The Gadgirth Old Ha' consists of a section of masonry held together with lime mortar set against the crag and another small section, circa 2.3m long and a maximum height of 1.5m high enclosing the area of circa 8.7m by 6m, apparently a corner of the building. On the sides not protected by the river are the remnants of a fosse, moat or ditch and a drawbridge is said to have been located here. The approximate dimensions of the main wall are 5.5m in length and 3.5m height.

The historian John Smith in the 1890s visited the site and stated that only a short stretch of wall could be traced. The other castle in the district was at Martnaham.

==History==
Little is known of the history of this castle site, once held by the ancestors of the Chalmer, originally the De Camera family, which was replaced by their later 14th century Gadgirth Castle that stood around 500 metres or a quarter of a mile upstream on the same southern side of the River Ayr until demolished in 1808. Reginaldus de Camera (Chalmer) is recorded to have held the Barony of Gadgirth during the reign of William the Lion (1165-1214).

==Bibliography==
- Campbell, Thorbjorn (2003). Ayrshire. A Historical Guide. Edinburgh: Birlinn. ISBN 1-84158-267-0.
- Love, Dane (2003). Ayrshire : Discovering a County. Fort Publishing Ltd. ISBN 0-9544461-1-9.
- Paterson, James (1863). History of the Counties of Ayr and Wigton. V.1. Kyle. Edinburgh : James Stillie.
- RCAHMS. (1985b) The Royal Commission on the Ancient and Historical Monuments of Scotland. The archaeological sites and monuments of North Kyle, Kyle and Carrick District, Strathclyde Region, The archaeological sites and monuments of Scotland series no 25. Edinburgh. Page(s): 24, No.114 RCAHMS Shelf Number: A.1.2.ARC/25
- Smith, J. (1895) Prehistoric man in Ayrshire. London: Elliot Stock.

| Spatial localization data |
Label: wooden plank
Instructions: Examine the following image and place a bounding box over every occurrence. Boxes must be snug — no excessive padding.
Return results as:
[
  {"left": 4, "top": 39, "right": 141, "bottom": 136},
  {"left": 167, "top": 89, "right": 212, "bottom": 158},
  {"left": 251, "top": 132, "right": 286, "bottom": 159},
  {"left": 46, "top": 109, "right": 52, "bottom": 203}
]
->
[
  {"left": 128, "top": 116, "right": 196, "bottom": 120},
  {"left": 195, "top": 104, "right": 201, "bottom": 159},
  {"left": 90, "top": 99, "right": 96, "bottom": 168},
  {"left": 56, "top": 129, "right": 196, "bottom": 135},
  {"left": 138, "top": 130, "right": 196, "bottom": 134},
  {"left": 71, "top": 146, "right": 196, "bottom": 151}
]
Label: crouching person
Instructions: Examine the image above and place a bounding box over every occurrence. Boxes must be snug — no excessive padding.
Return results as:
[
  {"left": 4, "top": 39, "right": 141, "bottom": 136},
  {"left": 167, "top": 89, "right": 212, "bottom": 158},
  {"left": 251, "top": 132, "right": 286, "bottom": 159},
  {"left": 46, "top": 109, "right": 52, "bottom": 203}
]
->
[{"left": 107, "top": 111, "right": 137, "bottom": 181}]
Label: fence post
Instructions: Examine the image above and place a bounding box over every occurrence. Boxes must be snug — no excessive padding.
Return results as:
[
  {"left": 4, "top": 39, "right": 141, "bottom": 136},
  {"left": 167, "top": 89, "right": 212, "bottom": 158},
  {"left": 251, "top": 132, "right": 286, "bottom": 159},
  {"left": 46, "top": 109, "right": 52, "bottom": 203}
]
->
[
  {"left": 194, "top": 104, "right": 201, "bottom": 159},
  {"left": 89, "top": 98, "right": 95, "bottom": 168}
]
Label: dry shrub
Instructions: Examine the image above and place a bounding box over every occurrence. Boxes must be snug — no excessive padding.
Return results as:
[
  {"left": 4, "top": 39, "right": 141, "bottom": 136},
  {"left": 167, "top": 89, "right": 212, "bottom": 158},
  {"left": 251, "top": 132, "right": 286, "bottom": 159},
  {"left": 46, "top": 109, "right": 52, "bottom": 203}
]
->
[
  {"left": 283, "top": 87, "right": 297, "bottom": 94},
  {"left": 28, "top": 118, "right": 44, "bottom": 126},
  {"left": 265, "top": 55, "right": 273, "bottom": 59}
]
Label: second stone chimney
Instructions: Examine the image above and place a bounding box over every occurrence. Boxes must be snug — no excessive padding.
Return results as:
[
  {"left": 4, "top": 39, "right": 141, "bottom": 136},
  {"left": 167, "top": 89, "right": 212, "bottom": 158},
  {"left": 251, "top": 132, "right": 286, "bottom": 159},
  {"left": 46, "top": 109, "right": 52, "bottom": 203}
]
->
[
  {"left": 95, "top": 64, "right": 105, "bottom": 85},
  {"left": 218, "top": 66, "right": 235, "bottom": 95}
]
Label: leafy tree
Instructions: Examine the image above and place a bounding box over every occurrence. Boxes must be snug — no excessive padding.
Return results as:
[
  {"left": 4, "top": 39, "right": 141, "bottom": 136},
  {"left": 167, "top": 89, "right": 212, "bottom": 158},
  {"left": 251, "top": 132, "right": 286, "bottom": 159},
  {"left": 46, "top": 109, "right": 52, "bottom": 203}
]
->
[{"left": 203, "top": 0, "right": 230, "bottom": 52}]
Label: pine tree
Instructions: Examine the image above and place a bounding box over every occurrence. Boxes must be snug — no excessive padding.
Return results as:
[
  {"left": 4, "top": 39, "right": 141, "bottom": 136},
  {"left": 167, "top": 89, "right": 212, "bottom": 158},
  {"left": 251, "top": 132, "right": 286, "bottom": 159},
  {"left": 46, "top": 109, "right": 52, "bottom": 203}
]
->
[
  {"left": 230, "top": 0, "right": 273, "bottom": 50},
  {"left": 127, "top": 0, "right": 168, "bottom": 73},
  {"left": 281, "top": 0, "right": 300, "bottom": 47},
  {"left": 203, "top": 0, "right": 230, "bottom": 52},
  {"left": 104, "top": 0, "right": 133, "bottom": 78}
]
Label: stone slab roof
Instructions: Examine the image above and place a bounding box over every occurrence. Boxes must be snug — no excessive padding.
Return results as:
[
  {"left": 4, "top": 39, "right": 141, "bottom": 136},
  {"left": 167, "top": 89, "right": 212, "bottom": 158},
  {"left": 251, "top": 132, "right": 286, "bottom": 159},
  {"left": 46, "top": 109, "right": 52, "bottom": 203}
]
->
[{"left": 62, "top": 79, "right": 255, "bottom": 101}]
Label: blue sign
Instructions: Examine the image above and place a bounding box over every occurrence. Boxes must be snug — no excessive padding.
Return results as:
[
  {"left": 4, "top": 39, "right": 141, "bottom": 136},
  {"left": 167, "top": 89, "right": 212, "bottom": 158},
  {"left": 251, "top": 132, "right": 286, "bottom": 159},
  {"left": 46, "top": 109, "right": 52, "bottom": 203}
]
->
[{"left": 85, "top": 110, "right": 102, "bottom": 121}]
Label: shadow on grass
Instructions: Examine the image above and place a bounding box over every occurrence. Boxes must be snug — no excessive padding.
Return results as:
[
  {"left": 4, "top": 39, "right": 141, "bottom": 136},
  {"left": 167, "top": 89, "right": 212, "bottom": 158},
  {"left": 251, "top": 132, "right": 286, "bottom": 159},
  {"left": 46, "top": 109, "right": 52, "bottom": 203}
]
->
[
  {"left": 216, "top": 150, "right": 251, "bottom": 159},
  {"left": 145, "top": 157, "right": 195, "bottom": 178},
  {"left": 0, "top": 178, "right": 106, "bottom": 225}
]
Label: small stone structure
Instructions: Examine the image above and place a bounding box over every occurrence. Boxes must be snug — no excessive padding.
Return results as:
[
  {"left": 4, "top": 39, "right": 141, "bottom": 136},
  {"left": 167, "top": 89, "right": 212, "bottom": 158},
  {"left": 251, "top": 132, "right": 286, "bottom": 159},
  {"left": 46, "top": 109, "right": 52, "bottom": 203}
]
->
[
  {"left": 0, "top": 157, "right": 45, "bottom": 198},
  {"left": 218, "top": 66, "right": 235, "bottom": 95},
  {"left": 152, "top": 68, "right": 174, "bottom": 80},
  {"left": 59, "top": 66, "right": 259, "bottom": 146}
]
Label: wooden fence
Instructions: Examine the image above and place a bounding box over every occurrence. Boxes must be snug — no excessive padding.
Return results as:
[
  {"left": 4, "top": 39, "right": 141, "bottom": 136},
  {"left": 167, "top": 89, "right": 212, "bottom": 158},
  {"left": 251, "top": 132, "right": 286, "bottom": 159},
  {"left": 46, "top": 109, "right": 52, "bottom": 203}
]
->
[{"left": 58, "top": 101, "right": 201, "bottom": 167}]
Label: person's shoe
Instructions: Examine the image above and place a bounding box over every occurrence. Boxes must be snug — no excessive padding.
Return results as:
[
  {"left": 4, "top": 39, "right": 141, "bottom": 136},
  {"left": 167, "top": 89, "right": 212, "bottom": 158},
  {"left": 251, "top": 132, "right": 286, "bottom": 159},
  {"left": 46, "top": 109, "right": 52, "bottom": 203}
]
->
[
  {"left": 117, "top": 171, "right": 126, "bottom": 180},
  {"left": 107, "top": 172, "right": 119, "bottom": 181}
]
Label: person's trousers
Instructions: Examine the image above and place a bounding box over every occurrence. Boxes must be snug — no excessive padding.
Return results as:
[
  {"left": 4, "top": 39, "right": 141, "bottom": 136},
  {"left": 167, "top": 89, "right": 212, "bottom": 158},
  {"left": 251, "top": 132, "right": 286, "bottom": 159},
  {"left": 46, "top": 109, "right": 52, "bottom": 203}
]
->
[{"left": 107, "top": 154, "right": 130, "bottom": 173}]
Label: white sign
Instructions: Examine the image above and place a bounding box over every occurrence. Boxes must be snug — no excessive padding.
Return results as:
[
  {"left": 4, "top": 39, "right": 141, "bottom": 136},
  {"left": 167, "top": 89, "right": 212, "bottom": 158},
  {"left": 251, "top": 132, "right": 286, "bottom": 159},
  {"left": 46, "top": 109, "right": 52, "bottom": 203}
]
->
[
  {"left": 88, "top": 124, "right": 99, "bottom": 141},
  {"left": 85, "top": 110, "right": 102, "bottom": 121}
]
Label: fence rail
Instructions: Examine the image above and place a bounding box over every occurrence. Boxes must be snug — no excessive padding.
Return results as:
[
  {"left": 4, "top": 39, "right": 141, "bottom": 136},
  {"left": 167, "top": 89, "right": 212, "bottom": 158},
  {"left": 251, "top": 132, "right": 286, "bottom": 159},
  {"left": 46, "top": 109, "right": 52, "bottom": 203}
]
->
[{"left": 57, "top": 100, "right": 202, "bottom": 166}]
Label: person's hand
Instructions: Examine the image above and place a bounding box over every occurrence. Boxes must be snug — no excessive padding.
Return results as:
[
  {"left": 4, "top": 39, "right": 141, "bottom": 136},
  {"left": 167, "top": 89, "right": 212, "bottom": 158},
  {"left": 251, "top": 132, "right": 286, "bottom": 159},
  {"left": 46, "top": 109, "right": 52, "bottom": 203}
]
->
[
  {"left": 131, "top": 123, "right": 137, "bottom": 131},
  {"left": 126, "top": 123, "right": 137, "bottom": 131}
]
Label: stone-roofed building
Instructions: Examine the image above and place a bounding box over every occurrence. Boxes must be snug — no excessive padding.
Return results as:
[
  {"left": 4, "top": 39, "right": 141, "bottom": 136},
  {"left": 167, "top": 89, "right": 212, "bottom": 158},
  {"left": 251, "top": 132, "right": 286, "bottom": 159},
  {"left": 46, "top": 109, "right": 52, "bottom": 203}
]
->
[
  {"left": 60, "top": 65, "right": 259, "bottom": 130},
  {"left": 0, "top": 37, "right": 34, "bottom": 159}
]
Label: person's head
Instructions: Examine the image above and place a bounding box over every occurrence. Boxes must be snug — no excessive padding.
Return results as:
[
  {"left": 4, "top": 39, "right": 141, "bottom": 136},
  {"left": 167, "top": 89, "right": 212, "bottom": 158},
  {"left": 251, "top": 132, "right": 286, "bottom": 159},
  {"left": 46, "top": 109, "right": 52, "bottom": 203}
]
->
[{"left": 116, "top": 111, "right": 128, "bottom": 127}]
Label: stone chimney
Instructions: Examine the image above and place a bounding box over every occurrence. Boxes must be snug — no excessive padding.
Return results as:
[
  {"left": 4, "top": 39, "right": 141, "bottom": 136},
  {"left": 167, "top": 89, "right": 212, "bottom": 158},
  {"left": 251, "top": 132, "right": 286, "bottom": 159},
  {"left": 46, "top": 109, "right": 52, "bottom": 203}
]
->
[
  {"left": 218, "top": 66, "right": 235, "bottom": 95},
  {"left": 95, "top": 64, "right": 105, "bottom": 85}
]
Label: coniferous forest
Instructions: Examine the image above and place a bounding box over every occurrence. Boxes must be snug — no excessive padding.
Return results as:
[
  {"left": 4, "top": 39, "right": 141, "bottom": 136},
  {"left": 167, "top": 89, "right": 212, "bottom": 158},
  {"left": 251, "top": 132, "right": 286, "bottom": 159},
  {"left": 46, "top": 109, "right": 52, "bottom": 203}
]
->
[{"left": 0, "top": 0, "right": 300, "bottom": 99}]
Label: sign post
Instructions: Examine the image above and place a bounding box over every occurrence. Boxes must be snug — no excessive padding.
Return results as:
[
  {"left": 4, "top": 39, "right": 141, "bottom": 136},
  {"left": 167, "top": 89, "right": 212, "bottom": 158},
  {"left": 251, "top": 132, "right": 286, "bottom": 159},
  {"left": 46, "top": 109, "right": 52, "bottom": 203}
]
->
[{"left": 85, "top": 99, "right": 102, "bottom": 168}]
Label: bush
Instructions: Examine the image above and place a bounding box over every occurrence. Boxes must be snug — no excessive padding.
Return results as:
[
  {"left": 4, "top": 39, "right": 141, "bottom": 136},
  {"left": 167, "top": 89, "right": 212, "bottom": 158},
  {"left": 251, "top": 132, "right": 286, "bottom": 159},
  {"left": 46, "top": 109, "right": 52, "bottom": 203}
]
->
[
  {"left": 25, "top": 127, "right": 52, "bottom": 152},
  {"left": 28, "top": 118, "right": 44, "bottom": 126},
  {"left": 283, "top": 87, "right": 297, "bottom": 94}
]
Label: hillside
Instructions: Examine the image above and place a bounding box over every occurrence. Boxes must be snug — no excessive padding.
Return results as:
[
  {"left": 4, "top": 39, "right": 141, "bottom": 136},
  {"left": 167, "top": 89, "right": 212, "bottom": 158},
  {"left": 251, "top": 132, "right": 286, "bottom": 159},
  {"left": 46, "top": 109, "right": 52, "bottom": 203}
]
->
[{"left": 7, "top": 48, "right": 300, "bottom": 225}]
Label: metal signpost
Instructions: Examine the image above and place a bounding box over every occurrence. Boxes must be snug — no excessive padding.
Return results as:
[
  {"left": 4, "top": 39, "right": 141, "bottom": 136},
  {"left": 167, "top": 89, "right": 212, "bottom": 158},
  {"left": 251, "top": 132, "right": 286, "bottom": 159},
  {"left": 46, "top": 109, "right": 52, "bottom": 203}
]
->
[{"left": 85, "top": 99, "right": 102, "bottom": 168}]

| Exercise details |
List each author named in the bibliography of the Gadgirth Old Ha' text, along with the year given for that entry. None of the lines are needed for the task.

| Task answer |
- Thorbjorn Campbell, 2003
- Dane Love, 2003
- James Paterson, 1863
- RCAHMS (The Royal Commission on the Ancient and Historical Monuments of Scotland), 1985
- J. Smith, 1895